● **AUFGABEN**
A - Gib aus dem Textauszug über Manuel Bauer alles von „Die Eltern verstanden“ bis hinunter zu „in einer Neonazi-Schulung.“ wörtlich wieder.
B - Ermittle, wie viele Zeilen der Datensätze die Zeichenfolge „green“ enthalten, und gib ausschließlich diese Zahl aus. Groß- und Kleinschreibung wird dabei unterschieden.

● **TEXTAUSZUG**
----------

Manuel Bauer ist im sächsischen Torgau aufgewachsen, als Kind überzeugter Sozialisten. Als die Wende kam, war er elf Jahre alt, an der Schule orientierten sich die Jugendlichen entweder nach links oder rechts. Seine Kumpels waren rechts. „Also wurde ich es auch, wären sie links gewesen, wäre ich links“, erklärt er seine jugendliche Logik. Doch aus dem Mitläufer wurde mit den Jahren eine Führungskraft der rechten Szene. Er wurde Kameradschaftsführer und leitete unter anderem die Wehrsportgruppe „Racheakt“.
Die Eltern verstanden ihn nicht, lehnten seine Haltung ab. „Ich dachte, wenn die Eltern ein Kind lieben, unterstützen sie es, egal wie.“ Zu der Enttäuschung kam der Hass auf Ausländer, der sein Weltbild prägte. Manuel Bauer zeigt den erstaunten Schülern „Bildungsmaterial“ der rechten Szene, wo „wissenschaftlich“ erklärt wird, dass Afrikaner eine Untergattung des Affen sind. Dann projiziert er eine mittelalterliche Burg der „Weißen“ an die Wand, neben einer heutigen „Hütte“ der Schwarzen. Dazu die rhetorische Frage, wer intelligenter sei. Plötzlich sitzen die Schüler statt im Vortrag eines Neonazis in einer Neonazi-Schulung.

----------

● **ZU VERWENDENDE DATENSÄTZE**
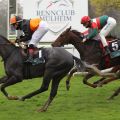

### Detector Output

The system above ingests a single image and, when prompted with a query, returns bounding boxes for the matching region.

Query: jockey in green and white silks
[81,15,116,55]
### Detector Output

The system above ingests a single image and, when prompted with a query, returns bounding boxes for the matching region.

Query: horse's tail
[73,55,85,72]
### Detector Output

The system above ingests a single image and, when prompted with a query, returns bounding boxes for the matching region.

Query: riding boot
[104,46,111,56]
[26,46,34,63]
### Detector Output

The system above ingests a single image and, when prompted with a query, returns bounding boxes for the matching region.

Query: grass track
[0,61,120,120]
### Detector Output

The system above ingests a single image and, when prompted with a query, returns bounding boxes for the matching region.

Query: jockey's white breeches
[99,17,116,47]
[28,21,48,47]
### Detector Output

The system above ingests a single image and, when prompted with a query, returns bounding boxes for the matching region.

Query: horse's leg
[108,87,120,100]
[37,75,64,112]
[19,69,53,101]
[85,64,117,77]
[97,77,118,87]
[66,67,77,90]
[83,72,97,88]
[0,76,9,84]
[93,77,106,84]
[0,76,22,100]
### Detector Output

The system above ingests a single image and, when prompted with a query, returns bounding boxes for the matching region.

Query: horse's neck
[71,39,85,57]
[0,43,16,60]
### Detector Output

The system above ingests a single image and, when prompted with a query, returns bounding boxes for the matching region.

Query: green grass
[0,61,120,120]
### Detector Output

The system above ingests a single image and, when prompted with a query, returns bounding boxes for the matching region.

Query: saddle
[22,48,45,65]
[101,39,120,58]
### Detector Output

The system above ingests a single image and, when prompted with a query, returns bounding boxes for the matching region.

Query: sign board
[21,0,88,42]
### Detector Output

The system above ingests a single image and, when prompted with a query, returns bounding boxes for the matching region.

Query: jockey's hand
[15,37,20,43]
[82,38,87,43]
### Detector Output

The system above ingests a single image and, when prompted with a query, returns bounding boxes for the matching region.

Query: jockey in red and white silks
[81,15,116,55]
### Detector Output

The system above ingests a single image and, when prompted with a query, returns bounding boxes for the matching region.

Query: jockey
[10,15,48,63]
[81,15,116,55]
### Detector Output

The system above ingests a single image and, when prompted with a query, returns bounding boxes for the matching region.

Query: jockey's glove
[82,38,87,43]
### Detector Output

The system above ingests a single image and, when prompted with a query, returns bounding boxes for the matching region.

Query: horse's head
[52,27,71,47]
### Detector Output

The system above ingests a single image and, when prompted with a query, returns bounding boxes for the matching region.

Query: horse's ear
[66,26,71,32]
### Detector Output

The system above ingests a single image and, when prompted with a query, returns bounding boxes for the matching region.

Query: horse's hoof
[107,97,114,100]
[8,96,19,100]
[37,108,47,112]
[19,97,25,101]
[66,86,70,91]
[97,83,103,87]
[92,84,97,88]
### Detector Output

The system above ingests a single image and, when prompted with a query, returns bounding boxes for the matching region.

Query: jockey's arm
[87,23,99,39]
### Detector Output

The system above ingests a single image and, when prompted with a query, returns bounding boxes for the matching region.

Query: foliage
[89,0,120,38]
[0,63,120,120]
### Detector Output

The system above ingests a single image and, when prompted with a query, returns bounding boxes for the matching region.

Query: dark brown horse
[52,28,120,99]
[0,36,83,111]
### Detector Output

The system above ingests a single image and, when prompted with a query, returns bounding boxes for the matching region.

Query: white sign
[22,0,88,42]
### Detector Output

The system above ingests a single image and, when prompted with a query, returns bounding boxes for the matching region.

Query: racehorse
[52,27,120,99]
[0,36,82,111]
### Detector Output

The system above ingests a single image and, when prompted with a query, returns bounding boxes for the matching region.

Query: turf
[0,60,120,120]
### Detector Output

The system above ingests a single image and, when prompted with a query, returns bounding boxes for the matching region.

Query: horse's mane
[0,35,11,43]
[106,34,120,40]
[71,30,81,36]
[71,30,120,40]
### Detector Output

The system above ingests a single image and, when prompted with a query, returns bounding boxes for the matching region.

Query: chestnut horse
[0,36,83,111]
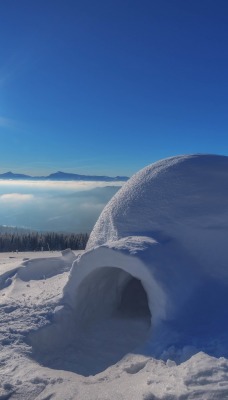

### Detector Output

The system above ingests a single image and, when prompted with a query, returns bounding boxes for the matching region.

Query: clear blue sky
[0,0,228,175]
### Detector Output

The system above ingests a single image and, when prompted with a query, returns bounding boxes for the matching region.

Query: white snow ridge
[0,155,228,400]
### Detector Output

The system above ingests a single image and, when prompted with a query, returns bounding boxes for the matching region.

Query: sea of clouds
[0,180,123,232]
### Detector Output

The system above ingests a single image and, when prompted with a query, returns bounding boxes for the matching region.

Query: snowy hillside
[0,155,228,400]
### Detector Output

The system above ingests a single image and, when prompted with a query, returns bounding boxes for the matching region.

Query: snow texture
[0,155,228,400]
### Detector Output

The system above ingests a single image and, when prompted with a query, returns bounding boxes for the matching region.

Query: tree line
[0,232,88,252]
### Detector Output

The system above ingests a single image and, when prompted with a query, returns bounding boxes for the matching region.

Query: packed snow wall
[61,155,228,360]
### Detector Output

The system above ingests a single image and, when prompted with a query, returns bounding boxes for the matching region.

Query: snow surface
[0,155,228,400]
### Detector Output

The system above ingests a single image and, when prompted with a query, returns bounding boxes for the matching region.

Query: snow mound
[28,155,228,375]
[64,155,228,359]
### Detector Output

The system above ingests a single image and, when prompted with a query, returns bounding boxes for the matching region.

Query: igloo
[30,154,228,374]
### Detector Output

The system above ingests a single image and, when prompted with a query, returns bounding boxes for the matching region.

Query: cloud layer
[0,181,123,232]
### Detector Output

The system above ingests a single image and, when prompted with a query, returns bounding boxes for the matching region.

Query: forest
[0,232,88,252]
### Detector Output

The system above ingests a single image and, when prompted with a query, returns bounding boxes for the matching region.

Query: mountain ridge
[0,171,129,182]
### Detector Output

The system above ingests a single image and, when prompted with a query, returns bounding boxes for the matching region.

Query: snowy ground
[0,252,228,400]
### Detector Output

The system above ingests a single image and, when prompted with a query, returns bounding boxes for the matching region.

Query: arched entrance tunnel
[31,267,151,376]
[75,267,151,327]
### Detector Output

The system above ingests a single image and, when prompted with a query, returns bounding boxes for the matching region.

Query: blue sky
[0,0,228,176]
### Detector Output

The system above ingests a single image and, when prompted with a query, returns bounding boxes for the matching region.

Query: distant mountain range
[0,171,129,182]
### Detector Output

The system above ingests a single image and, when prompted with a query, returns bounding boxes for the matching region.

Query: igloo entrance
[75,267,151,328]
[29,267,151,376]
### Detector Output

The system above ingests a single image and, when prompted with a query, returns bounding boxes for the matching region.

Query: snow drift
[29,155,228,375]
[64,155,228,353]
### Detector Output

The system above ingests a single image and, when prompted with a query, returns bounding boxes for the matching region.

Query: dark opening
[118,278,151,318]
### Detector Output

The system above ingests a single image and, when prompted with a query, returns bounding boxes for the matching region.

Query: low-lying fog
[0,180,123,233]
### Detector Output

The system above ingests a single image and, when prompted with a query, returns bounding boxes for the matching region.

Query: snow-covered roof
[87,154,228,250]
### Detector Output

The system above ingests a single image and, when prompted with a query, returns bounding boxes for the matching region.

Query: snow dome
[32,155,228,373]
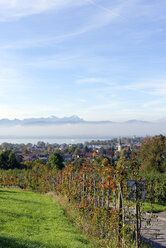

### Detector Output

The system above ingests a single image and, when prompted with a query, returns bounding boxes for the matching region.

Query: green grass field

----------

● **ERGEBNISSE JE AUFGABE**
A -
Die Eltern verstanden ihn nicht, lehnten seine Haltung ab. „Ich dachte, wenn die Eltern ein Kind lieben, unterstützen sie es, egal wie.“ Zu der Enttäuschung kam der Hass auf Ausländer, der sein Weltbild prägte. Manuel Bauer zeigt den erstaunten Schülern „Bildungsmaterial“ der rechten Szene, wo „wissenschaftlich“ erklärt wird, dass Afrikaner eine Untergattung des Affen sind. Dann projiziert er eine mittelalterliche Burg der „Weißen“ an die Wand, neben einer heutigen „Hütte“ der Schwarzen. Dazu die rhetorische Frage, wer intelligenter sei. Plötzlich sitzen die Schüler statt im Vortrag eines Neonazis in einer Neonazi-Schulung.

B - 3